◆ **筆記課題 1**
記録の中で「blue」という文字列を含む行を数え、その数だけを答えよ。

台形のパンフレットと複雑の魅力。
先月くらいから毎日見ているnoteがある。Twitterでいつの間にか繋がった人のnoteだ。
七峰さんという方のアカウントだ。
直接お会いした事は無いし、存在を知ったのは最近だけど、Twitterとnoteで書かれてらっしゃる文章が好きで、気がつけば毎日拝読している。毎日拝読しているってことは毎日更新されているという事だ。
「この人、毎日書いてるのか。」と、思った。
このことを意識した次の日くらいから、私も何か日記のようなものを毎日書いてみようと思い、今に至っている。
七峰さんという方との接点は多分このサイトだ。ツイッターで今年の1月に知った「信州大学のWEBサイト」だ。これが面白いなぁと思って、ツイートしたらそこに七峰さんから「いいね」と、リアクションがあった。
どんな人が作ったのかなぁと調べたら、「リットル/ジョッガ」という会社のサイト( https://jogga.jp/ )に事例として掲載されていたので、たぶんこの会社がかかわっているな、と。で、どうやら七峰さんはこの会社の人であるようだった。
この信州大学のWEBサイトは、「パンパカパーン!」というフレーズから始まり、TOPページのファーストビューのメインイメージには様々な「言葉」が溢れている。
農学部っていそがしそう、大変そう、たいくつそう、クルマないとダメ、田植え?、牛の世話?、田舎、コンビニないの?、、、といった言葉だ。農学部に対して、一般の人々が抱いていそうな言葉がわんさかと、にぎやかに踊っている。そして、その次のブロックではなぜかチンアナゴが「そうかな?」と疑問を投げかけてくる。そして大きな文字で「NO」と否定し、「SEE FOR YOURSELF.」(己の目でたしかめろ)と煽る。

◆ **筆記課題 2**
上の本文抜粋のうち、「このことを意識した次の日くら」から始まって「様々な「言葉」が溢れている。」まで続く部分を、一字も変えずに書き出してください。

◆ **記録情報**

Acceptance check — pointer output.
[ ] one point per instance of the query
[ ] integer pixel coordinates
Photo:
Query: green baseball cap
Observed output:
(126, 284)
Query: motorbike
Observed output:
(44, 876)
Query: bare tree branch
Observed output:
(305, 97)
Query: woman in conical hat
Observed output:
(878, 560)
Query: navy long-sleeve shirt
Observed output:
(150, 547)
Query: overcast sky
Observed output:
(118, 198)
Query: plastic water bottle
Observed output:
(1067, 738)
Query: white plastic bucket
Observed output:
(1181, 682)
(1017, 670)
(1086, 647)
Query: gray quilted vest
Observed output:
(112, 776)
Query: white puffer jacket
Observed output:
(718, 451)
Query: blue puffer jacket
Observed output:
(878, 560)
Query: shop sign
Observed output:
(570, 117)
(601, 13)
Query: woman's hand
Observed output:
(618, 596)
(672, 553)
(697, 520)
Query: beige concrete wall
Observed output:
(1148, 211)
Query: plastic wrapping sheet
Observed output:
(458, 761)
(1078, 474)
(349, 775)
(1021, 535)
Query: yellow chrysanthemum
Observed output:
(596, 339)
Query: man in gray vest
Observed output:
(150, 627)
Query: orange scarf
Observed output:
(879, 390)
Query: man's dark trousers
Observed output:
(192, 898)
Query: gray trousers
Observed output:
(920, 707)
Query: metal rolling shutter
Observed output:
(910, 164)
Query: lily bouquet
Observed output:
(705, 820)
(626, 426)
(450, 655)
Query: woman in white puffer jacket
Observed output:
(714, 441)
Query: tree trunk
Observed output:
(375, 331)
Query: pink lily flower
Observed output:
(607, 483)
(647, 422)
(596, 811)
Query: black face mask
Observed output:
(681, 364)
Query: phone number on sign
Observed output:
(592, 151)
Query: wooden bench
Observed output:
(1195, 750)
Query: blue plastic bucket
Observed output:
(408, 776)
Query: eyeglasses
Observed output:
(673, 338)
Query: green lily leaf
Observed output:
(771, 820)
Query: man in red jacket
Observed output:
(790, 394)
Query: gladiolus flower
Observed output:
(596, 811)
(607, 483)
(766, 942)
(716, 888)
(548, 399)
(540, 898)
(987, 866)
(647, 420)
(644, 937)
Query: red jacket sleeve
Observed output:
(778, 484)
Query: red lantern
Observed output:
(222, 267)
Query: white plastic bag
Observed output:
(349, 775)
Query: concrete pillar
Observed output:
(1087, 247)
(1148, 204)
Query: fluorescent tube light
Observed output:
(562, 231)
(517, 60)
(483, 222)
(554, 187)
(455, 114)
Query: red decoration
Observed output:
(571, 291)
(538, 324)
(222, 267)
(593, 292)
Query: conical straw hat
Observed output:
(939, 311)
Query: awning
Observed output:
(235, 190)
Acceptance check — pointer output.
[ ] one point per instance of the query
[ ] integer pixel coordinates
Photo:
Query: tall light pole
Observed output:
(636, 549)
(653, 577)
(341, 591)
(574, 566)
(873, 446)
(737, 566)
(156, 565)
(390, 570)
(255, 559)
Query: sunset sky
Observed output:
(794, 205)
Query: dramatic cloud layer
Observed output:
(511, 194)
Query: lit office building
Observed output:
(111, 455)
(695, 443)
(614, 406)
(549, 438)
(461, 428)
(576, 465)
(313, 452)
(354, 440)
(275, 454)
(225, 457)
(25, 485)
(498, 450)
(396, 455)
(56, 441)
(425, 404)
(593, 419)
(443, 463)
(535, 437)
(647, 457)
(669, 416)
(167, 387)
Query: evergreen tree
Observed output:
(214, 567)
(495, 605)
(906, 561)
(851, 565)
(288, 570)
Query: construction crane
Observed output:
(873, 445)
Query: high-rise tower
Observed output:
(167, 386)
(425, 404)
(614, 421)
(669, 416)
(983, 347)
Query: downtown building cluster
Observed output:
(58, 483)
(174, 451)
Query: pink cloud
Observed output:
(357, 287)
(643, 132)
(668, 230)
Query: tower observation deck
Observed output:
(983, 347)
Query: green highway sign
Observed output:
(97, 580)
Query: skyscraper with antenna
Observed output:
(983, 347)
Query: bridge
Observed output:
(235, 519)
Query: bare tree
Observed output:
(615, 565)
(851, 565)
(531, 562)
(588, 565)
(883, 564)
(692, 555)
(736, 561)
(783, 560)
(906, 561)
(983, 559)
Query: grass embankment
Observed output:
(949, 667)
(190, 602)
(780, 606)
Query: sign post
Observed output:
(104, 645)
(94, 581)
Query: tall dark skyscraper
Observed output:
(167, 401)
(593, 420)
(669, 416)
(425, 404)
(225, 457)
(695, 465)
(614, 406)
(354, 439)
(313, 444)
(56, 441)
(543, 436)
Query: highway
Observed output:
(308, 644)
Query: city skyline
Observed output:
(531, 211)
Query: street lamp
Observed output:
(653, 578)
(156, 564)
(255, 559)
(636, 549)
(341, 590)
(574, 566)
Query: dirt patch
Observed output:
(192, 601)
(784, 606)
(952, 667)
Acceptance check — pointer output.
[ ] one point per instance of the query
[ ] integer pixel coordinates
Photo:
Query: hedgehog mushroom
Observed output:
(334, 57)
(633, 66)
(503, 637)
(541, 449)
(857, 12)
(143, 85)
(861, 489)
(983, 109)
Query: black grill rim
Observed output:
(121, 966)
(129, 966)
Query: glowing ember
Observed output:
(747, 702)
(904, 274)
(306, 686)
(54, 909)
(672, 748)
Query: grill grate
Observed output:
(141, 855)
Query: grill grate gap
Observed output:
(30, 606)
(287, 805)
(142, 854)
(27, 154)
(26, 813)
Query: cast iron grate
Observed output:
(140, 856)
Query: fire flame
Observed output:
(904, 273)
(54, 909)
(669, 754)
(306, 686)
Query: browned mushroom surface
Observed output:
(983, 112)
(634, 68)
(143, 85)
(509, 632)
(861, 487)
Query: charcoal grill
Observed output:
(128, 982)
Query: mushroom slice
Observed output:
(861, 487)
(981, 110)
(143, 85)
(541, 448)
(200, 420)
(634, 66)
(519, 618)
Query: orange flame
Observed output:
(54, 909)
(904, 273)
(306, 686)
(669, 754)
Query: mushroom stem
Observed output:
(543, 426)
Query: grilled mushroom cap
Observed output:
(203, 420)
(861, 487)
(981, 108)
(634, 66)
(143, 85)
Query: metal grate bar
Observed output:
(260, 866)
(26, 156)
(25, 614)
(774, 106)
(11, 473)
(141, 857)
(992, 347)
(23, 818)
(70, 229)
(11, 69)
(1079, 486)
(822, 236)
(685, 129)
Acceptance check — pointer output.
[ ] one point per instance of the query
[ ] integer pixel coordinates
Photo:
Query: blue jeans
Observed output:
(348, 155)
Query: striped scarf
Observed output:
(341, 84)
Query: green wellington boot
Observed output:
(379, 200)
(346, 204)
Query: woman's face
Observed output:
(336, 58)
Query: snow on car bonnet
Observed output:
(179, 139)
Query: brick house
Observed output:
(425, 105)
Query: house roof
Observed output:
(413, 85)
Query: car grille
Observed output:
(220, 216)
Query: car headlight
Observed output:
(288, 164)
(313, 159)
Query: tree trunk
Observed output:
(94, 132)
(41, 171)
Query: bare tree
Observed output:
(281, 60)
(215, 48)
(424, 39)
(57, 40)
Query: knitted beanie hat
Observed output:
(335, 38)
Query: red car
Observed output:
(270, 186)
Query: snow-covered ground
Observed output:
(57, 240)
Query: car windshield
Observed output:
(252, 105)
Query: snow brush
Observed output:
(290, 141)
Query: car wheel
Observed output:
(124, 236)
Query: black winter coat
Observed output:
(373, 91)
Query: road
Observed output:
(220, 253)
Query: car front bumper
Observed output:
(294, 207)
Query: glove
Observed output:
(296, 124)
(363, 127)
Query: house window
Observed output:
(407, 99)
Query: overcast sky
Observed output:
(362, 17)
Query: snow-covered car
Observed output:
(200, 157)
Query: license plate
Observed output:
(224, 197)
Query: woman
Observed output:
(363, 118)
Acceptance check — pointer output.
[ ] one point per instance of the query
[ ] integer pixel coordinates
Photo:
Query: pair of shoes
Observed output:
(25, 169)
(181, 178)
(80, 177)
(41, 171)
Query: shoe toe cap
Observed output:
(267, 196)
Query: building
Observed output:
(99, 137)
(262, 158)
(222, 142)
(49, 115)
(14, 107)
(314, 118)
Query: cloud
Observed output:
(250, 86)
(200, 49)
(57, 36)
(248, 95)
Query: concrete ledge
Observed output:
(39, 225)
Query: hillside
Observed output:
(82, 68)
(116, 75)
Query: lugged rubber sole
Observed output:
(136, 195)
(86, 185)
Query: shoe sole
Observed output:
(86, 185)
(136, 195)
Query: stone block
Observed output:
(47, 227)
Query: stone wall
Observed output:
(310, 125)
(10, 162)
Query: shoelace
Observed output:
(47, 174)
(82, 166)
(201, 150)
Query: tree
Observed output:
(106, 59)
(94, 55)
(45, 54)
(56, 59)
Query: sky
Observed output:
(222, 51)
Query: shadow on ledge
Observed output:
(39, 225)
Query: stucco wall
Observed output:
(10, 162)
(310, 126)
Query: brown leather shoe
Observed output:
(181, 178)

◆ **最終解答 1**
3

◆ **最終解答 2**
このことを意識した次の日くらいから、私も何か日記のようなものを毎日書いてみようと思い、今に至っている。
七峰さんという方との接点は多分このサイトだ。ツイッターで今年の1月に知った「信州大学のWEBサイト」だ。これが面白いなぁと思って、ツイートしたらそこに七峰さんから「いいね」と、リアクションがあった。
どんな人が作ったのかなぁと調べたら、「リットル/ジョッガ」という会社のサイト( https://jogga.jp/ )に事例として掲載されていたので、たぶんこの会社がかかわっているな、と。で、どうやら七峰さんはこの会社の人であるようだった。
この信州大学のWEBサイトは、「パンパカパーン!」というフレーズから始まり、TOPページのファーストビューのメインイメージには様々な「言葉」が溢れている。